Rewrite the rows below, changing "rally analytics" to "event analytics" everywhere it occurs and keeping everything else as it is.
-- Begin Exercise inputs --
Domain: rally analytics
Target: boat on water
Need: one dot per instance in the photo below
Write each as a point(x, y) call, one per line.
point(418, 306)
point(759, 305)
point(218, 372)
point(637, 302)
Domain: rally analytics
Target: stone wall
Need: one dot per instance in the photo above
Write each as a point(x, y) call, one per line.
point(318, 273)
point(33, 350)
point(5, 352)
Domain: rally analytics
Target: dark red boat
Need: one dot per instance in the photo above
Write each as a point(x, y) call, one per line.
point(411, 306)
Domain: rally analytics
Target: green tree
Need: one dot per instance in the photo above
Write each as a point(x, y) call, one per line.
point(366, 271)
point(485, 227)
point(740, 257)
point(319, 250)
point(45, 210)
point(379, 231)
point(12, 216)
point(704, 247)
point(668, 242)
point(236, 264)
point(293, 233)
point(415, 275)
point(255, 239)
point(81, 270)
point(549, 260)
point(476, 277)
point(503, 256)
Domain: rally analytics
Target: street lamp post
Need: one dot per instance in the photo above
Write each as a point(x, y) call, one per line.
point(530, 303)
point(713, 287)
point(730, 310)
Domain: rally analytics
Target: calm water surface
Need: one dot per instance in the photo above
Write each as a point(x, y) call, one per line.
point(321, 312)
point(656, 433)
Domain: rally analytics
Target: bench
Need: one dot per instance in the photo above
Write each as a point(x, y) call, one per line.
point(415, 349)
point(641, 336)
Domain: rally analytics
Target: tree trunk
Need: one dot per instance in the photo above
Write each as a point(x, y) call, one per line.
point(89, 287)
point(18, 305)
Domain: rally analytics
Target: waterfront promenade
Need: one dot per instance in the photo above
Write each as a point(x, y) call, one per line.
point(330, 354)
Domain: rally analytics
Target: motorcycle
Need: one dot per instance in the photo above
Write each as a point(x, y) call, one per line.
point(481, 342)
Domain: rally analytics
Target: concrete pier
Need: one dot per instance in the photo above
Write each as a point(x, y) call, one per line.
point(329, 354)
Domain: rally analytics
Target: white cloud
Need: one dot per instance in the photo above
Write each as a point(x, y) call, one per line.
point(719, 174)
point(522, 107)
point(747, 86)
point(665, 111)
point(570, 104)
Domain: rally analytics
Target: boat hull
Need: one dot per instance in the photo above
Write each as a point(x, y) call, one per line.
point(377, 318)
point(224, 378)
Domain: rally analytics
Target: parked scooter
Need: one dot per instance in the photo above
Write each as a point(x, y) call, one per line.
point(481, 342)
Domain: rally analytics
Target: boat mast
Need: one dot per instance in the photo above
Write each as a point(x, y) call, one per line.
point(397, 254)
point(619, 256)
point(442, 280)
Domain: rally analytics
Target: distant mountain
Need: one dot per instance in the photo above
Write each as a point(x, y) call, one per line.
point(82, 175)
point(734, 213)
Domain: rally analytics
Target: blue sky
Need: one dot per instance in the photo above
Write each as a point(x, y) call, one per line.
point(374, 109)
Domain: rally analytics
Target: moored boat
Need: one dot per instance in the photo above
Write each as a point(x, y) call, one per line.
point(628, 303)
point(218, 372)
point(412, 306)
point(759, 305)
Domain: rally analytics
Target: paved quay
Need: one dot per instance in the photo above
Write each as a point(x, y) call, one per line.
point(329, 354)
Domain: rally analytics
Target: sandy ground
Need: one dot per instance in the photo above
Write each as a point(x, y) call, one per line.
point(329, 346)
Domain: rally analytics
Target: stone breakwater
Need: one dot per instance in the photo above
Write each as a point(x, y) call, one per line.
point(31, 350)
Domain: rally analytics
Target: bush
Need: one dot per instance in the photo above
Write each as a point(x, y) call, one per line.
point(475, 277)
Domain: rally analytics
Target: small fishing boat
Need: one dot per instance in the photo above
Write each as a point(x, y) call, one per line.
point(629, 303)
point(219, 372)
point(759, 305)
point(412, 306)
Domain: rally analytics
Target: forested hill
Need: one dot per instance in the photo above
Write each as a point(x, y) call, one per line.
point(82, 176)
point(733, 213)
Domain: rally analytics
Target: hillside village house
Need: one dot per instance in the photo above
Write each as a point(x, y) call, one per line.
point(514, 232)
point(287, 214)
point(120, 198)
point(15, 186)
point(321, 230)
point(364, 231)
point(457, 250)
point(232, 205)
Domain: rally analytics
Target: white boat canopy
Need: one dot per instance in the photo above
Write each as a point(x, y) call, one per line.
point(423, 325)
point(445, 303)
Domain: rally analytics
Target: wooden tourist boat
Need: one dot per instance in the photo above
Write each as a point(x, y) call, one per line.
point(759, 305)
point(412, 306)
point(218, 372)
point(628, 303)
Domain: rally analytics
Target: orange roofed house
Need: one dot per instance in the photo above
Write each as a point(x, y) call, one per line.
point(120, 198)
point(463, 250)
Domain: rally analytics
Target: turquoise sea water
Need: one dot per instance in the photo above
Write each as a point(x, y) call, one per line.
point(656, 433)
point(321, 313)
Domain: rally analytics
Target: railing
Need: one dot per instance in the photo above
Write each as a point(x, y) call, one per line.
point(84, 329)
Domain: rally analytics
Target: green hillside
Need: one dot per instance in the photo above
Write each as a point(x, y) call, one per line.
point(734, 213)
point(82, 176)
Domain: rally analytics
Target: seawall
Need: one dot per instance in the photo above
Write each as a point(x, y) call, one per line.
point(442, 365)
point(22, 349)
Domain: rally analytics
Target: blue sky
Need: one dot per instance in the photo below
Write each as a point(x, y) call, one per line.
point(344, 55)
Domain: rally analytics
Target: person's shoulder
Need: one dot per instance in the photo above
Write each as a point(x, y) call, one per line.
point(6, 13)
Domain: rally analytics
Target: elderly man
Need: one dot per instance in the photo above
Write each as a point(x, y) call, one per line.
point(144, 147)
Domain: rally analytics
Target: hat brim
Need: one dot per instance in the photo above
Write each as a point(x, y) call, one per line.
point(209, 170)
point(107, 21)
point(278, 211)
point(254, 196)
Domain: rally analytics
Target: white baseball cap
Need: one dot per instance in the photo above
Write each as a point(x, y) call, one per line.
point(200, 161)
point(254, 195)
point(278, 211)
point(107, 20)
-- End Exercise inputs --
Exercise solution:
Domain: event analytics
Target: boat on water
Need: one dot per instance in the photo below
Write each as a point(x, y) call, one per line.
point(418, 306)
point(759, 305)
point(218, 372)
point(637, 302)
Domain: event analytics
Target: stone wall
Need: one dot per instance in the photo above
Write each as a point(x, y) call, one per line.
point(318, 273)
point(33, 350)
point(5, 352)
Domain: event analytics
Target: dark red boat
Need: one dot per instance in the photo above
Write each as a point(x, y) call, one per line.
point(411, 306)
Domain: event analytics
Target: green tree
Need: one dot per instance in the photo above
Write each as a point(x, y) call, one per line.
point(366, 271)
point(485, 227)
point(740, 257)
point(319, 250)
point(45, 210)
point(379, 231)
point(12, 216)
point(704, 247)
point(668, 242)
point(236, 264)
point(293, 233)
point(415, 275)
point(255, 239)
point(81, 270)
point(549, 260)
point(476, 277)
point(503, 256)
Domain: event analytics
Target: street lamp post
Need: one dot per instance in the photo above
Write each as a point(x, y) call, one per line.
point(530, 303)
point(713, 287)
point(730, 310)
Domain: event analytics
Target: calm water surface
Need: one dot per instance in the photo above
Write each as a point(x, y) call, one per line.
point(321, 312)
point(656, 433)
Domain: event analytics
Target: bench
Need: one dot per instance in the photo above
Write each as a point(x, y) call, one per line.
point(415, 349)
point(641, 336)
Domain: event analytics
Target: tree trunk
Need: one dot per instance in the photo above
Write each as a point(x, y) call, one per line.
point(89, 287)
point(18, 305)
Domain: event analytics
Target: waterfront promenade
Need: one dot per instance in the photo above
Write each as a point(x, y) call, one per line.
point(330, 354)
Domain: event analytics
Target: motorcycle
Need: one dot per instance in the photo above
Write each as a point(x, y) call, one per line.
point(481, 342)
Domain: event analytics
Target: concrete pier
Need: one dot per instance in the photo above
Write each as a point(x, y) call, one per line.
point(329, 354)
Domain: event analytics
Target: white cloud
Need: one dot per instance in the photo above
Write each as a point(x, y) call, one per line.
point(719, 174)
point(522, 107)
point(747, 86)
point(665, 111)
point(570, 104)
Domain: event analytics
Target: boat hull
Need: one dot per instance in the photo above
Write each as a point(x, y) call, one per line.
point(377, 318)
point(224, 378)
Domain: event analytics
Target: parked scooter
Need: one dot per instance in the photo above
Write each as a point(x, y) call, one per line.
point(481, 342)
Domain: event analytics
Target: boat mast
Need: one dot per instance in the photo above
Write each as a point(x, y) call, one per line.
point(397, 254)
point(619, 256)
point(442, 280)
Domain: event analytics
Target: distant mountain
Need: one dot per instance in the photo above
Write each as a point(x, y) call, one per line.
point(82, 175)
point(734, 213)
Domain: event analytics
Target: blue sky
Need: one dot per instance in the photo above
Write each as a point(x, y) call, one per line.
point(374, 109)
Domain: event analytics
Target: moored boat
Need: one dot per instance in the photo above
Write each as a point(x, y) call, one per line.
point(628, 303)
point(218, 372)
point(412, 306)
point(759, 305)
Domain: event analytics
Target: paved quay
Need: one dot per instance in the photo above
Write each as a point(x, y) call, one per line.
point(329, 354)
Domain: event analytics
Target: sandy ground
Need: one dot per instance in the photo above
Write each as a point(x, y) call, one per line.
point(329, 346)
Domain: event analytics
Target: stone breakwater
Need: one dot per instance in the photo above
Write each as a point(x, y) call, one per line.
point(31, 350)
Domain: event analytics
Target: bush
Need: one dot per instance in the photo above
Write each as a point(x, y) call, one per line.
point(475, 277)
Domain: event analytics
Target: small fishing boat
Need: one dot per instance in the photo above
Write each as a point(x, y) call, one per line.
point(629, 303)
point(219, 372)
point(759, 305)
point(412, 306)
Domain: event analytics
Target: forested hill
Need: one dot per instance in the photo above
Write each as a point(x, y) call, one per line.
point(82, 176)
point(733, 213)
Domain: event analytics
Target: hillside village house
Need: one dot per instance in the photo above
Write each as a point(x, y) call, one per line.
point(514, 232)
point(287, 214)
point(120, 198)
point(15, 186)
point(321, 230)
point(364, 231)
point(457, 250)
point(232, 205)
Domain: event analytics
Target: white boat canopy
Need: one dot per instance in the photo above
Write each as a point(x, y) call, one per line.
point(423, 325)
point(445, 303)
Domain: event analytics
Target: wooden tourist boat
Need: one dot per instance in the photo above
Write each as a point(x, y) call, one per line.
point(759, 305)
point(412, 306)
point(218, 372)
point(628, 303)
Domain: event analytics
Target: orange roofed house
Need: one dot per instance in the photo above
Write each as a point(x, y) call, one per line.
point(120, 198)
point(463, 250)
Domain: event analytics
Target: turquoise sea water
Need: one dot per instance in the photo above
Write each as a point(x, y) call, one per line.
point(656, 433)
point(321, 313)
Domain: event analytics
Target: railing
Need: one dot per instance in the photo above
Write each as a point(x, y) call, one per line.
point(84, 329)
Domain: event analytics
Target: green hillside
Need: one dot per instance in the photo above
Write each as a point(x, y) call, one per line.
point(734, 213)
point(82, 176)
Domain: event analytics
Target: seawall
Need: one dot per instance in the photo above
Write each as a point(x, y) call, one per line.
point(442, 365)
point(22, 349)
Domain: event analytics
Target: blue sky
Need: one dot per instance in the photo below
Write each as a point(x, y) call, one per line.
point(344, 55)
Domain: event analytics
Target: person's shoulder
Need: one dot per instance in the photo above
Write each as a point(x, y) call, one per line.
point(6, 13)
Domain: event analytics
Target: elderly man
Need: one dot per instance in the photo above
Write each as a point(x, y) call, one per line.
point(144, 147)
Domain: event analytics
Target: hat brim
Need: one dot per instance in the photo above
Write each as a point(x, y) call, one per line.
point(209, 170)
point(107, 21)
point(278, 211)
point(254, 196)
Domain: event analytics
Target: white baseball cap
Need: one dot per instance in the photo above
Write each as a point(x, y) call, one per line.
point(200, 161)
point(254, 195)
point(278, 211)
point(107, 20)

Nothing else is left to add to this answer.